# START OF Passage to read

The storagenode gets data from the network and stores it… if the disk access time is to high, the excess data will have to be stored somewhere… and thus the ingress data will be stored in memory until the storagenode can get time to write it to disk.
these are some examples of what that will look like…
keep in mind, depending on the graph model not all methods will show the cpu utilization as 100%, but this isn’t real cpu utilization either, it’s IOwait, which is when the cpu is waiting for data from a drive before it continues, which can slow a system to a crawl.
it’s clear that my storagenode memory utilization is running away and it will keep consuming more and more memory until something either goes wrong or until the available hdd bandwidth and or IO exceeds the storagenode requirements.
How to solve the IOwait…
There are a few options… the easy option is shutdown stuff you don’t need using bandwidth or IO on the storagenode hdd…
another option could be to move your database to another drive… not sure how much performance that actually gives tho…
my preferred solution when a software fix isn’t an option because of hardware limitation is the addition of more storagenodes… since data is evenly distributed across the nodes on a network.
then getting an extra hdd and adding an additional node will decrease the load on one node by 50%
There should never be more than one node on one hdd!
After the issue have been dealt with … in my case a local VM i’ve had some trouble with… seems it may interfere with netdata as i think it started just as i restarted my netdata…
both are running some advanced semi diy scripts, so it’s possible some of their coding is similar or whatever…
I digress…
The VM’s was all killed also seemed to have lost access to most of them, maybe because of the IOwait thing or because i set a significant swap allowance on them…
cpu utilization is back in 5-10% or so…
the ram usage is now erratic but the curve has been flattened and ram usage is slowly dropping… will give it a day and see if it’s gone back to normal…
a node restart might be required to purge the excess cache created…
and 5 hours later the memory usage is now starting to be closer to normal,
even if still slightly elevated…

# END OF Passage to read
# START OF Source excerpt

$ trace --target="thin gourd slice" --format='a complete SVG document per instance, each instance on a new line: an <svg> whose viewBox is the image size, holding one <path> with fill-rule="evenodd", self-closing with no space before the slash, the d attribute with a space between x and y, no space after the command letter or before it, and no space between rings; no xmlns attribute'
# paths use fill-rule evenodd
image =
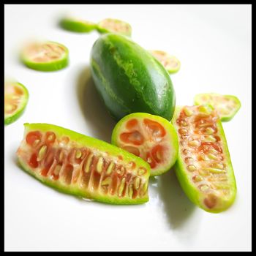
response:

# END OF Source excerpt

Aim 1 » Repeat the part of the storagenode post starting with "The storagenode gets" and going on through "it to disk.".
Aim 2 » According to the storagenode post, by how much does getting an extra hdd and adding an additional node decrease the load on one node?
The lines have no connection to the storagenode post.

Final answer 1 »
The storagenode gets data from the network and stores it… if the disk access time is to high, the excess data will have to be stored somewhere… and thus the ingress data will be stored in memory until the storagenode can get time to write it to disk.

Final answer 2 » By 50%.